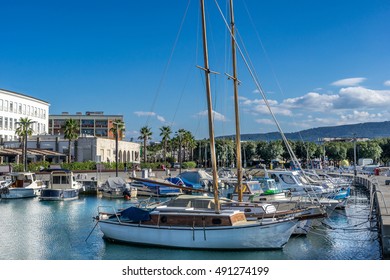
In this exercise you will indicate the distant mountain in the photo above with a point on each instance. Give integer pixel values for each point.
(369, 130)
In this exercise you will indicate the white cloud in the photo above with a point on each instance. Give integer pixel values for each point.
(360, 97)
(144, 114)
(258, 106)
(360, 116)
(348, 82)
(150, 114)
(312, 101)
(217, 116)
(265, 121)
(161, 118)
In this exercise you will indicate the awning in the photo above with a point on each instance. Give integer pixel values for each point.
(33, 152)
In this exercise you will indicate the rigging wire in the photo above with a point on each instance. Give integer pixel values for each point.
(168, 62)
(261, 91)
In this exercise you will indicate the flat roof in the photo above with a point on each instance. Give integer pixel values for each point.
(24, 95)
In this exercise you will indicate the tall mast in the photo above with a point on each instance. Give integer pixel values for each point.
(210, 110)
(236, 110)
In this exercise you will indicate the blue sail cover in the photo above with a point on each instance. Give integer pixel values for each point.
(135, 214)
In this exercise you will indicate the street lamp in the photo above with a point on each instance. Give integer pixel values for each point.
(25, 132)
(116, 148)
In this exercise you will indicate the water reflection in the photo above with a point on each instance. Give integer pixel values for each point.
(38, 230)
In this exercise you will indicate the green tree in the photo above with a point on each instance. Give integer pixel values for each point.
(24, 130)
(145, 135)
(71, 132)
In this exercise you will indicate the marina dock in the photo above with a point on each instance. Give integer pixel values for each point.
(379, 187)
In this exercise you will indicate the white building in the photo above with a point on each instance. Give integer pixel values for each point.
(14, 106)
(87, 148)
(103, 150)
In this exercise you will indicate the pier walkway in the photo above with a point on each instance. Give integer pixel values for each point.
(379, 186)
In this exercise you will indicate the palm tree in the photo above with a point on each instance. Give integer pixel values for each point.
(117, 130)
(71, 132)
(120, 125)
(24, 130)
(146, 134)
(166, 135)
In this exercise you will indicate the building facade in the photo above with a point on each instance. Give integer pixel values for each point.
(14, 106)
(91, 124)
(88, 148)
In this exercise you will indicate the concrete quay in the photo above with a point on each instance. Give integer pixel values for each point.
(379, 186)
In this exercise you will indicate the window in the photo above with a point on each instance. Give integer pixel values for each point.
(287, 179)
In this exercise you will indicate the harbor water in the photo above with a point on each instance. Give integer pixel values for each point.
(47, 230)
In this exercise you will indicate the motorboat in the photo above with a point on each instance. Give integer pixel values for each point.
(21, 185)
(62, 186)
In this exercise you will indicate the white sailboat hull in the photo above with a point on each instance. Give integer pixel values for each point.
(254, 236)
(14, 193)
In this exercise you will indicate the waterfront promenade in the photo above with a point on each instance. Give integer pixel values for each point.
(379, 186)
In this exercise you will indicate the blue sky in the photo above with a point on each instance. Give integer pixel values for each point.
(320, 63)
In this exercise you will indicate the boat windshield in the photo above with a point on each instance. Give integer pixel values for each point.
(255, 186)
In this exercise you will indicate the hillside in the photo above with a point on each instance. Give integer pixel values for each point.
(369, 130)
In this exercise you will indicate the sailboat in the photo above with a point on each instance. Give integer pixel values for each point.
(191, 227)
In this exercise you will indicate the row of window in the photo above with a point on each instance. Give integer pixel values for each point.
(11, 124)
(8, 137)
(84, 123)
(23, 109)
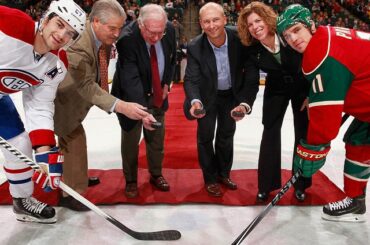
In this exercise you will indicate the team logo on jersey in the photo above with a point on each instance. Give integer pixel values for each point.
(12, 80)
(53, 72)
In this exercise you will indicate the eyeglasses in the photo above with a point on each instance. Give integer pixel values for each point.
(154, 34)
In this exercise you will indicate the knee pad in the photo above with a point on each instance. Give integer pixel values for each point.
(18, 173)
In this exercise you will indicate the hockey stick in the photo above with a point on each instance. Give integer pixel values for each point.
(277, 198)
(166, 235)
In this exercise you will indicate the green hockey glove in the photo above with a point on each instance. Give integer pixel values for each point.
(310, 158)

=== What the task asks ===
Reproduce all of the records above word for word, omitting the pictures.

=== The completed task ===
In this exercise you will indicate the distant mountain in the photo above with a point on each instance. Give integer pixel values for each point.
(369, 130)
In this exercise you will indicate the white cloud in the photo above with a point on each instance. Give integer pixel values for each point.
(360, 97)
(144, 114)
(258, 106)
(360, 116)
(348, 82)
(150, 114)
(312, 101)
(217, 116)
(265, 121)
(161, 118)
In this exercise you will indicate the awning in the photo above with a point on each instance. Give integer pixel values for each point.
(33, 152)
In this exercise you will indicate the rigging wire in the photo above with a point on each instance. Give integer pixel values for each point.
(168, 62)
(261, 91)
In this exercise you will indicate the flat roof in the photo above with a point on each instance. Give integer pixel values for each point.
(24, 95)
In this exercise you will indicate the tall mast in the photo above with a point on each instance. Give integer pixel values for each point.
(210, 110)
(236, 110)
In this exercise you will indicate the blue sail cover in the photo above with a point on each instance. Give integer pixel values for each point.
(135, 214)
In this exercise you will indicate the street lamp in the photo above with a point on each instance. Give integer pixel values for each point.
(25, 132)
(116, 148)
In this exercise you will indicate the water reflection in the photo above with a point on each instance. Give integer pixel values for each point.
(38, 230)
In this exercise you will indicate the green tree in the photo above with a point on each instance. Give integer pixel values for each point.
(24, 130)
(145, 135)
(71, 132)
In this exercise you will indicate the marina dock in the photo above with a point on each instance. Give integer pixel values for each point.
(379, 187)
In this exercise you will indicate the white building in the photo above with a point on each instance. Give integer pixel values for each point.
(14, 106)
(87, 148)
(103, 150)
In this exercise you will indicate the pier walkway in the photo above with a point on each instance. Give integer pixel values for each point.
(379, 186)
In this exercise you will indicate the palm tree in the photo above with a point on each instance. Give integer pixel values for each point.
(117, 130)
(71, 132)
(120, 125)
(24, 130)
(146, 134)
(166, 135)
In this exercise you will indicate the building facade in the photo above with a point on each instance. Give integer pixel values for each point.
(14, 106)
(91, 124)
(88, 148)
In this exercise you will indicate the concrete quay in the photo above with a point on each instance. Give integer pixel values for each point.
(379, 186)
In this exercise you will indicate the window in the photo above with a point on each instance. Give integer pixel values for each point.
(287, 179)
In this exercise you will indicate the harbor water in the photo above with a point on each instance. Give integer pixel values for each point.
(47, 230)
In this exercise you will indicate the motorboat in the photo above with a point on each instance. Give integer pixel values for each point.
(21, 185)
(62, 186)
In this exercise you will indicate the white sailboat hull in the photo above with a point on each instance. Give integer pixel values for each point.
(254, 236)
(14, 193)
In this exercise you will indicate the waterfront promenade in the photo above with a point on each instance. Give integer pixel values for each point.
(379, 186)
In this exercise you will indicate the blue sky in the photo above with a point on each instance. Give integer pixel values for each point.
(320, 63)
In this exercise you will indicate the boat windshield in the photo above with a point on each instance. Give integer pixel values for each point.
(255, 186)
In this exercise you will indicate the hillside in the photo above with a point on each instance. Give integer pixel values for each point.
(369, 130)
In this exercise you will indicate the sailboat in the photo above with a point on each instance. Give integer pixel values for each point.
(191, 227)
In this exercise you will indicate the row of window in the photo above with a point on each instance. Give integer pixel values for each point.
(11, 124)
(8, 137)
(84, 123)
(23, 109)
In this exercise you will indicate the team logo on jersey in the photo above with a point on each instance. Give integer pixel values for each point.
(12, 80)
(53, 72)
In this exercise you will indicate the eyeglasses in the photo above with a point on each instance. Give integer pixel values for each point.
(154, 34)
In this exercise you will indicate the knee pad in the photo above with a point on each instance. Give integer pixel values for each point.
(18, 173)
In this exercise you will indicate the hockey stick in the photo above with a point on each instance. Give integer pixel values for each point.
(277, 198)
(166, 235)
In this exercise you will indicate the green hockey glove in the photo above with a point on each instance. Give integer pixel values for each point.
(310, 158)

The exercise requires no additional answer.